# DATA TO EXAMINE
——
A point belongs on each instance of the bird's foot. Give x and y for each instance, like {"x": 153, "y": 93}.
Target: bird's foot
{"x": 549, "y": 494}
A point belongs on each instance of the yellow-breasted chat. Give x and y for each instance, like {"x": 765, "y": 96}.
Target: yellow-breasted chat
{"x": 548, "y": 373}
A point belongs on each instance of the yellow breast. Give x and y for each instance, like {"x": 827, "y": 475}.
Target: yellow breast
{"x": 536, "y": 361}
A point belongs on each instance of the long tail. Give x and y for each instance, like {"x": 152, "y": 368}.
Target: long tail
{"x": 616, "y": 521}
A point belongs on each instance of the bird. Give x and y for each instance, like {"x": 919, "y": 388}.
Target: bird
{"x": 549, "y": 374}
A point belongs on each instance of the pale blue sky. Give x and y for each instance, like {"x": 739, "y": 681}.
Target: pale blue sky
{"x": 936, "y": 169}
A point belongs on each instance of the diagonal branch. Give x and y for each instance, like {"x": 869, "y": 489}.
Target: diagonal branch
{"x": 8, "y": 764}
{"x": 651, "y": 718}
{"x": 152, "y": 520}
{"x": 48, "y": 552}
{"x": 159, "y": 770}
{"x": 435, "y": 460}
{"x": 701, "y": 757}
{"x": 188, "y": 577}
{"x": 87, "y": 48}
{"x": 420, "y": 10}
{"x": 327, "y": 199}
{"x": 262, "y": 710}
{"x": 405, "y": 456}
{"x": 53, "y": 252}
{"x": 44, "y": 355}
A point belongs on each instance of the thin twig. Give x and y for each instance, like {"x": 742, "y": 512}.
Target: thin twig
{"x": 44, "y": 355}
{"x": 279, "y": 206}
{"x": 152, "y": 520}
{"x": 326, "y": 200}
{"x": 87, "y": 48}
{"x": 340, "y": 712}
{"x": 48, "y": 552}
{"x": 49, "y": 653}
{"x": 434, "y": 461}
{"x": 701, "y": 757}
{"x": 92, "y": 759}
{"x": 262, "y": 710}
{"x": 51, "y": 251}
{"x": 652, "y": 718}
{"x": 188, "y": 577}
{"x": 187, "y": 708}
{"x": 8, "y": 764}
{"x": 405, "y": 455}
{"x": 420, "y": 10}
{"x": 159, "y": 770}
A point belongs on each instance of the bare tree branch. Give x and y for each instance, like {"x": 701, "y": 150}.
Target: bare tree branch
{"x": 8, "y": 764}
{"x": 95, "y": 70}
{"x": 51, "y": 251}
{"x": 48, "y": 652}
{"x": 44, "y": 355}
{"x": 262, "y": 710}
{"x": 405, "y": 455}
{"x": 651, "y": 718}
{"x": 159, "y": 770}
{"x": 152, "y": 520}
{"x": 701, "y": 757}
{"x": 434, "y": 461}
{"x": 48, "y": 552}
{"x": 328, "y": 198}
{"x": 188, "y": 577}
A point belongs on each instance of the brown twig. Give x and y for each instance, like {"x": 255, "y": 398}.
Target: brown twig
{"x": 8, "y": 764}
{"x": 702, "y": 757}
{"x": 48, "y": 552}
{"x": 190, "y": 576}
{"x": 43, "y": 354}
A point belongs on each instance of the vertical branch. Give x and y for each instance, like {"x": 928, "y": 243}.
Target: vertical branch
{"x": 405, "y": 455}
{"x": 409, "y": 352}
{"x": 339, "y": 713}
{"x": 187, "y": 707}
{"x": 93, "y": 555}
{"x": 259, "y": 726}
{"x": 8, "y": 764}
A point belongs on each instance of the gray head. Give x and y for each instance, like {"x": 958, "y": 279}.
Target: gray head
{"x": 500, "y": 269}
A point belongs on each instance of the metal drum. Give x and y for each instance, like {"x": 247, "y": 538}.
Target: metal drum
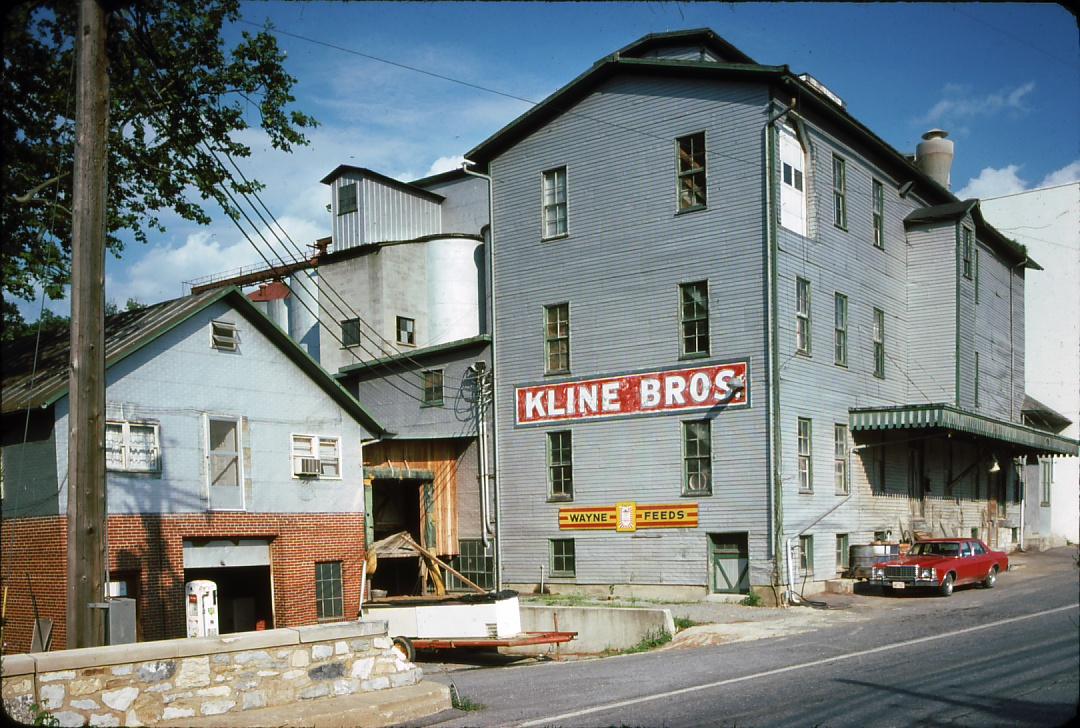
{"x": 862, "y": 557}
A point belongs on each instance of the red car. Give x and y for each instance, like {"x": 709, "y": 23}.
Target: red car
{"x": 942, "y": 564}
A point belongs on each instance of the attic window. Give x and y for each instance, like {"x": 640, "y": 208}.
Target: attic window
{"x": 347, "y": 199}
{"x": 224, "y": 336}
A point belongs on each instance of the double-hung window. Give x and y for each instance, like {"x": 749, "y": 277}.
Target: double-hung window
{"x": 554, "y": 203}
{"x": 432, "y": 387}
{"x": 806, "y": 450}
{"x": 1045, "y": 480}
{"x": 841, "y": 552}
{"x": 556, "y": 334}
{"x": 559, "y": 466}
{"x": 224, "y": 336}
{"x": 802, "y": 315}
{"x": 840, "y": 331}
{"x": 806, "y": 554}
{"x": 406, "y": 331}
{"x": 839, "y": 192}
{"x": 691, "y": 171}
{"x": 969, "y": 253}
{"x": 840, "y": 458}
{"x": 563, "y": 557}
{"x": 328, "y": 601}
{"x": 879, "y": 344}
{"x": 315, "y": 456}
{"x": 878, "y": 215}
{"x": 697, "y": 458}
{"x": 132, "y": 447}
{"x": 693, "y": 318}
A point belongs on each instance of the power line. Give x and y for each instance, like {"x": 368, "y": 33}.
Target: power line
{"x": 504, "y": 94}
{"x": 211, "y": 154}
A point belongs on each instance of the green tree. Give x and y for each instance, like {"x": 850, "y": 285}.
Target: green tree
{"x": 176, "y": 92}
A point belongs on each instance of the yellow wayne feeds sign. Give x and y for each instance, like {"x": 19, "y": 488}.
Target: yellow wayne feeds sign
{"x": 629, "y": 516}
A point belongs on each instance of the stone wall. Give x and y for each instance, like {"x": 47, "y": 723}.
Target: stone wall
{"x": 175, "y": 679}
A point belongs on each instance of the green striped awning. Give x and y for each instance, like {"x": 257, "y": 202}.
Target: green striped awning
{"x": 947, "y": 417}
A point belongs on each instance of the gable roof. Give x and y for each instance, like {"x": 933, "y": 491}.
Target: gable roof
{"x": 989, "y": 234}
{"x": 28, "y": 383}
{"x": 745, "y": 69}
{"x": 389, "y": 182}
{"x": 703, "y": 37}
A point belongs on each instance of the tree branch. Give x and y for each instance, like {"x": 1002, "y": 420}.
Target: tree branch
{"x": 23, "y": 199}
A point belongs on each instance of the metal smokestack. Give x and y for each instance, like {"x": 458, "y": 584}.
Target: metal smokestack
{"x": 934, "y": 156}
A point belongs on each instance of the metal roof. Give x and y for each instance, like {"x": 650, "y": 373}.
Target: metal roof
{"x": 40, "y": 381}
{"x": 948, "y": 417}
{"x": 389, "y": 182}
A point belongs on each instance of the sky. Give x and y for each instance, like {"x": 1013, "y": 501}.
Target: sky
{"x": 1003, "y": 79}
——
# WORK INSTRUCTION
Set down, word for word, every line from the line that holds "A point belongs on each instance of the power" to the end of the entries above, including both ends.

# OUTPUT OF THE EXERCISE
A point belongs on each instance of the power line. Give x and y for each instance, like {"x": 368, "y": 33}.
Target: power line
{"x": 504, "y": 94}
{"x": 211, "y": 154}
A point belongs on each instance of the green tree. Give x and y for each instance, like {"x": 850, "y": 285}.
Target: green tree
{"x": 176, "y": 92}
A point belongs on each instance of the yellow wayne feeds sign. Give x and y for each instance, like {"x": 19, "y": 488}.
Target: yellow wayne feeds sign
{"x": 629, "y": 516}
A point belongs on each instance of the stone wall. Give x and y for each instance, like {"x": 47, "y": 723}.
Target: stone wall
{"x": 175, "y": 679}
A point belongs on each instance of the green striped awning. Give x and y for each instance, like {"x": 257, "y": 202}.
Target: green striped awning
{"x": 947, "y": 417}
A point belongs on each instance of the gable roof. Give x and y for each instance, like {"x": 933, "y": 491}.
Target: gable roof
{"x": 989, "y": 234}
{"x": 28, "y": 383}
{"x": 745, "y": 69}
{"x": 389, "y": 182}
{"x": 703, "y": 37}
A point belongs on each instance of the tree branch. Give x and y for each instance, like {"x": 1002, "y": 420}.
Target: tree branch
{"x": 23, "y": 199}
A point belongs on each instance of the metal smokestack. Give x and y for each instance, like {"x": 458, "y": 584}.
Target: metal smokestack
{"x": 934, "y": 156}
A point belongs on each instance of the metal roof. Give x and y for each instance, like {"x": 650, "y": 373}.
Target: metal roof
{"x": 40, "y": 381}
{"x": 948, "y": 417}
{"x": 389, "y": 182}
A point belongs on each instance of the sky. Give x and y for each instance, like {"x": 1013, "y": 501}.
Target: sky
{"x": 1003, "y": 79}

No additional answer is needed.